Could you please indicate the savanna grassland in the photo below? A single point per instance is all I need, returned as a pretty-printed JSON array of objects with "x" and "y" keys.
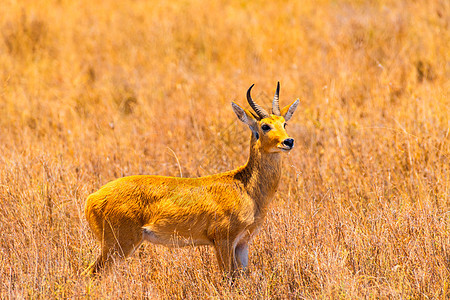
[{"x": 95, "y": 90}]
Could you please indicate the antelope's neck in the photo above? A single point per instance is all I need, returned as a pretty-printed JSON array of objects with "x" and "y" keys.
[{"x": 261, "y": 176}]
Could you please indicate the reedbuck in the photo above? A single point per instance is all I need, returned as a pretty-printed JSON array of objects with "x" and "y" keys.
[{"x": 222, "y": 210}]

> **WHAT TO DO**
Nothing in the records should be changed in the copy, but the pictures must be left out.

> **SOLVED EXERCISE**
Could you please indicate the savanna grassland in the photo below? A single point per instance is all I need, returned as a pretty-printed JSON array of objects with "x" and "y" keys.
[{"x": 95, "y": 90}]
Could you please indicate the antelope's neck in the photo above? A single point per instance is all I need, returned as a pretty-printed JSON array of objects with "x" and "y" keys.
[{"x": 261, "y": 176}]
Could you please indicate the reedbuck in the photo above? A single point per instance is all I need, returned as a pretty-printed JSON array of objects with "x" and "y" keys.
[{"x": 222, "y": 210}]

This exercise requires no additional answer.